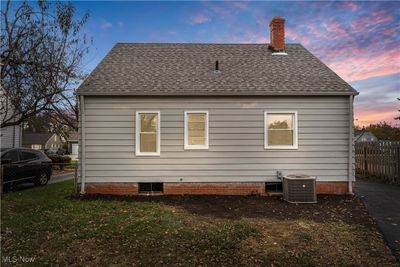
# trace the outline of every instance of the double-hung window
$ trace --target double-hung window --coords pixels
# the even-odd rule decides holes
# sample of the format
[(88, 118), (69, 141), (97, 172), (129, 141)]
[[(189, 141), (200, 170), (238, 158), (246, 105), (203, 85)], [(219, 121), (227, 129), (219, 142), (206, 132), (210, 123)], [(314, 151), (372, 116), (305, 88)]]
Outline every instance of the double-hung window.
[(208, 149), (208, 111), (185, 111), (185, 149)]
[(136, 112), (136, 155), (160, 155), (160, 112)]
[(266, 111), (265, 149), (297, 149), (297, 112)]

-- -- --

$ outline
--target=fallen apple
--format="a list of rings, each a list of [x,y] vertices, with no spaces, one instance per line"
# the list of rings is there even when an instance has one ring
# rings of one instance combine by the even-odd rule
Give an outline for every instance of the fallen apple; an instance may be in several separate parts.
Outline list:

-- -- --

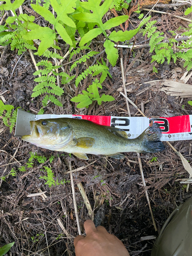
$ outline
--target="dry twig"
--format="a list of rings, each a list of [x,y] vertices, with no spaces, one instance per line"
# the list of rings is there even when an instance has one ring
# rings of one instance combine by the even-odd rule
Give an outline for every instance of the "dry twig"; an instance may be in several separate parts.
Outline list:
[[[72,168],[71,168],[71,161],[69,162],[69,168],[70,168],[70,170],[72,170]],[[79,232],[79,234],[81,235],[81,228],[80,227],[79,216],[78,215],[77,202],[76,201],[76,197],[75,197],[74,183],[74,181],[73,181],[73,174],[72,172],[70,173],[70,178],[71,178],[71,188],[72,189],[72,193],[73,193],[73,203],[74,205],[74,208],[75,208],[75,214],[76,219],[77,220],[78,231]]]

-- -- --

* Trabajo por hacer
Por favor, reescribe como lista numerada todo lo que hay en los datos de arriba desde la línea que contiene "# trace the" hasta la línea que contiene "[(266, 111), (265, 149), (297, 149), (297, 112)]", ambas incluidas, sin las líneas en blanco.

* Ejercicio resuelto
1. # trace the outline of every instance of the double-hung window
2. $ trace --target double-hung window --coords pixels
3. # the even-odd rule decides holes
4. # sample of the format
5. [(88, 118), (69, 141), (97, 172), (129, 141)]
6. [[(189, 141), (200, 170), (238, 158), (246, 105), (203, 85)], [(219, 121), (227, 129), (219, 142), (206, 132), (210, 123)], [(314, 151), (372, 116), (305, 88)]]
7. Outline every instance of the double-hung window.
8. [(208, 149), (208, 111), (185, 111), (185, 149)]
9. [(136, 112), (136, 155), (160, 155), (160, 112)]
10. [(266, 111), (265, 149), (297, 149), (297, 112)]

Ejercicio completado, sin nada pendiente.